Rewrite the material below as a JSON list of strings, with one string per line and blank lines omitted.

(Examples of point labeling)
========================================

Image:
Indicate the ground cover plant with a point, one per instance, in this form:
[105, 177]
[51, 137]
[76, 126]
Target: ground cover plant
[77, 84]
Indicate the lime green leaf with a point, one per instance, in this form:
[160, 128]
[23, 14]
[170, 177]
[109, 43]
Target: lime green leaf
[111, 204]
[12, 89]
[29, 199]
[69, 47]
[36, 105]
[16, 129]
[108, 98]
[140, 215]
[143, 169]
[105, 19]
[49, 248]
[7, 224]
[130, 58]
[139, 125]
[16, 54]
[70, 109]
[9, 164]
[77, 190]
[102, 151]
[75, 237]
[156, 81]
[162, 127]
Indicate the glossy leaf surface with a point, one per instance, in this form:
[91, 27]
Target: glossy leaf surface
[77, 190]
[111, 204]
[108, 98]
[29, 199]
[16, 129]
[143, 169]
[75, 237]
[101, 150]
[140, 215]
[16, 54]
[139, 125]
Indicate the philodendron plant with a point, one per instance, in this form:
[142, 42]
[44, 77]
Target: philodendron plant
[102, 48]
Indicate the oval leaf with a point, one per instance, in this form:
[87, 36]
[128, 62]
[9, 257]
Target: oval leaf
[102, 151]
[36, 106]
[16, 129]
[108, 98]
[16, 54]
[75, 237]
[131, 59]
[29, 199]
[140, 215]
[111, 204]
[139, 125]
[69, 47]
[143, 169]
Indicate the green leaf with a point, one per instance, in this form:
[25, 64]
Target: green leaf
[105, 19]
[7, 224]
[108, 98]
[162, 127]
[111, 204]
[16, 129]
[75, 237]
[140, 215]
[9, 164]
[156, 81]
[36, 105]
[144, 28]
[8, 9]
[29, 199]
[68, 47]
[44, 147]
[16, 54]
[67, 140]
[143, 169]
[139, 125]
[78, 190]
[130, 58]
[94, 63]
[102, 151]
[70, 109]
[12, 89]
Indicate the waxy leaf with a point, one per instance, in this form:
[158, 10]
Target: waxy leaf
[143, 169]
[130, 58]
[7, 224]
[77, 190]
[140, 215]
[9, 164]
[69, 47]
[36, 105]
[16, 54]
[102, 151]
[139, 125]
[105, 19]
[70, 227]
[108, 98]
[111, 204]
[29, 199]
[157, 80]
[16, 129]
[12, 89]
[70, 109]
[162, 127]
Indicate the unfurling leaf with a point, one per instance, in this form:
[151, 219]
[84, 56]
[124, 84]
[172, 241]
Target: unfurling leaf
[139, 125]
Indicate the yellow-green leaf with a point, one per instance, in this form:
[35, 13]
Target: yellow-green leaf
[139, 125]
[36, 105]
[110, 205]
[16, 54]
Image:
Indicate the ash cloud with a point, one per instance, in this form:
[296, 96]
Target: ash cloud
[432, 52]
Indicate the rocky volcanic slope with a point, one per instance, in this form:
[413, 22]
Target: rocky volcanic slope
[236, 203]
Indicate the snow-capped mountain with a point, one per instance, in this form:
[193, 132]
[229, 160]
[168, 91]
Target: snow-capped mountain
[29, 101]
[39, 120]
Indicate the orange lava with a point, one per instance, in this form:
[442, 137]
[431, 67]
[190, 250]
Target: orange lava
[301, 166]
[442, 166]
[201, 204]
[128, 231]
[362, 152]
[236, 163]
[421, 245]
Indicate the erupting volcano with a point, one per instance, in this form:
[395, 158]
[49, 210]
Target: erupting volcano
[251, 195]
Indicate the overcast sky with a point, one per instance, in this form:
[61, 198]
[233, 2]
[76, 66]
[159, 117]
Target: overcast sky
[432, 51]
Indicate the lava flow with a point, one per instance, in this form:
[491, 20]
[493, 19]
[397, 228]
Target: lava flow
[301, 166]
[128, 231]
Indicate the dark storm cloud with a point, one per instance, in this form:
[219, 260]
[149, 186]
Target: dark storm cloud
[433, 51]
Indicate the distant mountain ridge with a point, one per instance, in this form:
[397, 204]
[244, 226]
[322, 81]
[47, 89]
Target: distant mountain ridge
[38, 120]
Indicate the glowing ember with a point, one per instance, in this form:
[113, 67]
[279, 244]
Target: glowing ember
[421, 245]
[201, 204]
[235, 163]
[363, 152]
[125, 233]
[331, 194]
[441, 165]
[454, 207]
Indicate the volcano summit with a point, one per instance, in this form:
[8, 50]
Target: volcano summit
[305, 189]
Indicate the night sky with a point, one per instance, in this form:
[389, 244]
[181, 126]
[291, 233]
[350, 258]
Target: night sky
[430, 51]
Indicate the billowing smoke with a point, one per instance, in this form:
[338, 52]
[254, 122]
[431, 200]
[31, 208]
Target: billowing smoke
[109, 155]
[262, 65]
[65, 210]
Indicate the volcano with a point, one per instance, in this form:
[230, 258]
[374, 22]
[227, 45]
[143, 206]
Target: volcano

========================================

Result of the exercise =>
[
  "Image:",
  "Indicate the ground cover plant with a point, one per instance, in this form:",
  "[105, 177]",
  "[51, 137]",
  "[76, 126]",
  "Target: ground cover plant",
  "[77, 84]",
  "Indicate the lime green leaf with a point, one per instance, in this form:",
  "[160, 128]",
  "[23, 14]",
  "[170, 177]",
  "[109, 43]",
  "Target: lime green leaf",
  "[111, 204]",
  "[12, 89]",
  "[29, 199]",
  "[69, 47]",
  "[36, 105]",
  "[16, 129]",
  "[108, 98]",
  "[140, 215]",
  "[143, 169]",
  "[105, 19]",
  "[49, 248]",
  "[7, 224]",
  "[130, 58]",
  "[139, 125]",
  "[16, 54]",
  "[70, 109]",
  "[9, 164]",
  "[77, 190]",
  "[102, 151]",
  "[75, 237]",
  "[156, 81]",
  "[162, 127]",
  "Indicate the glossy leaf surface with a point, one per instance, in this form:",
  "[91, 27]",
  "Target: glossy leaf surface",
  "[77, 190]",
  "[111, 204]",
  "[108, 98]",
  "[29, 199]",
  "[16, 129]",
  "[143, 169]",
  "[75, 237]",
  "[101, 150]",
  "[140, 215]",
  "[16, 54]",
  "[139, 125]",
  "Indicate the philodendron plant with a point, one per instance, in this form:",
  "[142, 42]",
  "[44, 77]",
  "Target: philodendron plant",
  "[102, 48]",
  "Indicate the oval leaf with a point, one per instance, in this form:",
  "[87, 36]",
  "[128, 62]",
  "[9, 257]",
  "Target: oval leaf",
  "[102, 151]",
  "[36, 106]",
  "[16, 129]",
  "[108, 98]",
  "[16, 54]",
  "[75, 237]",
  "[131, 59]",
  "[29, 199]",
  "[140, 215]",
  "[111, 204]",
  "[139, 125]",
  "[69, 47]",
  "[143, 169]",
  "Indicate the green leaf with a point, one per instance, in this form:",
  "[25, 64]",
  "Target: green leaf",
  "[105, 19]",
  "[7, 224]",
  "[108, 98]",
  "[162, 127]",
  "[111, 204]",
  "[16, 129]",
  "[75, 237]",
  "[140, 215]",
  "[9, 164]",
  "[156, 81]",
  "[36, 105]",
  "[144, 28]",
  "[8, 9]",
  "[29, 199]",
  "[68, 47]",
  "[44, 147]",
  "[16, 54]",
  "[67, 140]",
  "[143, 169]",
  "[139, 125]",
  "[78, 190]",
  "[130, 58]",
  "[94, 63]",
  "[102, 151]",
  "[70, 109]",
  "[12, 89]",
  "Indicate the waxy leaf with a point, one per instance, in this form:",
  "[158, 10]",
  "Target: waxy leaf",
  "[143, 169]",
  "[130, 58]",
  "[7, 224]",
  "[77, 190]",
  "[140, 215]",
  "[9, 164]",
  "[69, 47]",
  "[36, 105]",
  "[16, 54]",
  "[102, 151]",
  "[139, 125]",
  "[105, 19]",
  "[70, 227]",
  "[108, 98]",
  "[111, 204]",
  "[29, 199]",
  "[157, 80]",
  "[16, 129]",
  "[12, 89]",
  "[70, 109]",
  "[162, 127]",
  "Indicate the unfurling leaf with a point, one per instance, in this form:",
  "[151, 219]",
  "[84, 56]",
  "[124, 84]",
  "[172, 241]",
  "Target: unfurling leaf",
  "[139, 125]",
  "Indicate the yellow-green leaf with a point, one per instance, in this form:",
  "[35, 13]",
  "Target: yellow-green leaf",
  "[139, 125]",
  "[36, 105]",
  "[110, 205]",
  "[16, 54]",
  "Image:",
  "Indicate the ash cloud with a point, one per instance, in this form:",
  "[296, 96]",
  "Target: ash cloud",
  "[432, 52]",
  "Indicate the rocky volcanic slope with a point, one per instance, in this form:",
  "[413, 22]",
  "Target: rocky volcanic slope",
  "[236, 203]",
  "Indicate the snow-capped mountain with a point, one per instance, in this form:",
  "[193, 132]",
  "[229, 160]",
  "[168, 91]",
  "Target: snow-capped mountain",
  "[29, 101]",
  "[39, 120]",
  "Indicate the orange lava with a point, one per instance, in this form:",
  "[442, 137]",
  "[431, 67]",
  "[190, 250]",
  "Target: orange lava",
  "[301, 166]",
  "[442, 166]",
  "[201, 204]",
  "[128, 231]",
  "[362, 152]",
  "[236, 163]",
  "[421, 245]",
  "Indicate the erupting volcano with a point, one per instance, in this form:",
  "[395, 158]",
  "[49, 210]",
  "Target: erupting volcano",
  "[251, 195]",
  "Indicate the overcast sky with a point, one per instance, in this form:",
  "[61, 198]",
  "[233, 2]",
  "[76, 66]",
  "[159, 117]",
  "Target: overcast sky",
  "[432, 51]",
  "Indicate the lava flow with a point, one per instance, in this form:",
  "[491, 20]",
  "[493, 19]",
  "[397, 228]",
  "Target: lava flow",
  "[301, 166]",
  "[128, 231]",
  "Indicate the dark storm cloud with a point, one per instance, in this form:",
  "[219, 260]",
  "[149, 186]",
  "Target: dark storm cloud",
  "[433, 51]",
  "Indicate the distant mountain ridge with a point, one per instance, in this form:",
  "[397, 204]",
  "[244, 226]",
  "[322, 81]",
  "[47, 89]",
  "Target: distant mountain ridge",
  "[38, 120]",
  "Indicate the glowing ember with a point, one per instance, in this form:",
  "[113, 67]",
  "[279, 244]",
  "Target: glowing ember",
  "[421, 245]",
  "[201, 204]",
  "[235, 163]",
  "[363, 152]",
  "[125, 233]",
  "[331, 194]",
  "[441, 165]",
  "[454, 207]",
  "Indicate the volcano summit with a point, one per instance, in this form:",
  "[8, 50]",
  "Target: volcano summit",
  "[305, 189]",
  "Indicate the night sky with a point, one per instance, in this form:",
  "[389, 244]",
  "[181, 126]",
  "[291, 233]",
  "[350, 258]",
  "Target: night sky",
  "[430, 51]",
  "Indicate the billowing smoke with a point, one per instance, in this form:",
  "[338, 52]",
  "[254, 122]",
  "[431, 200]",
  "[31, 208]",
  "Target: billowing smoke",
  "[109, 155]",
  "[262, 65]",
  "[65, 210]",
  "Indicate the volcano with a point, one per instance, in this form:",
  "[230, 258]",
  "[374, 22]",
  "[227, 45]",
  "[143, 206]",
  "Target: volcano"
]